## EXERCISE GOAL
In full and without alteration, give the listing again.

## GIVEN RECORDS
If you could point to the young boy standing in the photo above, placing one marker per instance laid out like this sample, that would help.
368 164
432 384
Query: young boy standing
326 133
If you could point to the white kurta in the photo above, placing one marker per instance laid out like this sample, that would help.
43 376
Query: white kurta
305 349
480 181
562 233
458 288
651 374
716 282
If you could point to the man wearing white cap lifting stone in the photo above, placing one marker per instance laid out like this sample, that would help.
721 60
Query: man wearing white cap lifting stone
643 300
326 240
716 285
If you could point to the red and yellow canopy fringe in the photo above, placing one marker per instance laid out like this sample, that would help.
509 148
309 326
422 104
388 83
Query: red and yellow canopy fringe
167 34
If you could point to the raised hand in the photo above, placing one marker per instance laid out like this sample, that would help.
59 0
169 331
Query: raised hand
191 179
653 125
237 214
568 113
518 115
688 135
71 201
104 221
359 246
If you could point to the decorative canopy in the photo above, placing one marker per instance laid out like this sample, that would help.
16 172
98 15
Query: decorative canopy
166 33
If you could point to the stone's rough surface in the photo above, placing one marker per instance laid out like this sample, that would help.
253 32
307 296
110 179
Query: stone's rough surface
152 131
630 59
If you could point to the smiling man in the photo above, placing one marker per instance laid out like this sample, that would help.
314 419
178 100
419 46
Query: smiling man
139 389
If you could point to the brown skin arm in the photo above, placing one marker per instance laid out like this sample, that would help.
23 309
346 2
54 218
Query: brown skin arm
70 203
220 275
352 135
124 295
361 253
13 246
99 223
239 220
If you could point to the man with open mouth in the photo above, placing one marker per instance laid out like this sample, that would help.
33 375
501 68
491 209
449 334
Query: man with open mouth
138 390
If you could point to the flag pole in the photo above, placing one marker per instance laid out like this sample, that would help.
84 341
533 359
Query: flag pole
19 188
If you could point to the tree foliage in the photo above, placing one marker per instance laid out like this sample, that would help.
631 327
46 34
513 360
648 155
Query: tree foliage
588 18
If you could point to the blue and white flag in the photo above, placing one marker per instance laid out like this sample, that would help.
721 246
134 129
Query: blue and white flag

## TASK RESULT
If you could point to the young boy standing in the photo above, placing one marker per instance laid out like this sample, that would help.
368 164
432 384
Query: young boy standing
326 133
If you could point to the white kurta in the photo above, placing one marker per instance laid out like this sample, that would help.
43 376
Query: white kurta
305 349
480 181
562 233
458 288
651 374
716 282
If you could point to the man wearing white cap lifting stone in the photo above, placing one marker per instance laid out like this sample, that would help.
721 60
Query: man wearing white cap lifting stone
643 300
326 240
716 285
If you could point to the red and yellow canopy fringe in the photo above, placing one marker per instance laid out like this sample, that would help.
509 148
309 326
422 104
388 83
Query: red and yellow canopy fringe
167 34
If you could point to the raised hand in the photo above, placing one marker per instance laid out like this sample, that would help.
59 0
169 331
Query: raised hand
191 179
653 125
237 214
568 113
518 115
688 135
71 201
104 221
359 246
If you could point to the decorative canopy in the photo above, placing one marker per instance laid out like this sample, that would help.
16 172
98 15
Query: decorative canopy
166 33
If you could point to the stone's rough surface in the photo above, placing one marker per instance laid out like this sample, that would help.
253 32
307 296
110 179
Query: stone's rough surface
152 131
630 59
If you could point to the smiling man in the photo above, placing one marker per instance laid out like this sample, that would help.
314 419
178 100
419 46
Query: smiling man
139 389
If you could point to the brown skin arm in the photo above, placing one marker per instance laid out like this sample, that would help.
23 309
346 2
54 218
Query: brown skin arm
70 203
220 275
352 135
124 295
361 253
13 246
99 223
239 220
If you could point to the man with open mouth in the photo above, placing one marker per instance laid out like this sample, that would help.
33 375
501 68
491 209
449 334
Query: man with open mouth
138 390
If you could point to the flag pole in the photo above, placing one marker per instance laid out like this sample, that would help.
84 341
533 359
Query: flag pole
19 188
If you could point to the tree foliage in the photo above, placing one marker per instance laid out like this sample, that would help.
631 327
46 34
513 360
648 155
Query: tree foliage
588 18
If you could point to the blue and white flag in the photo above, placing one marker per instance laid out like this sample, that would help.
721 246
134 129
Query: blue and white flag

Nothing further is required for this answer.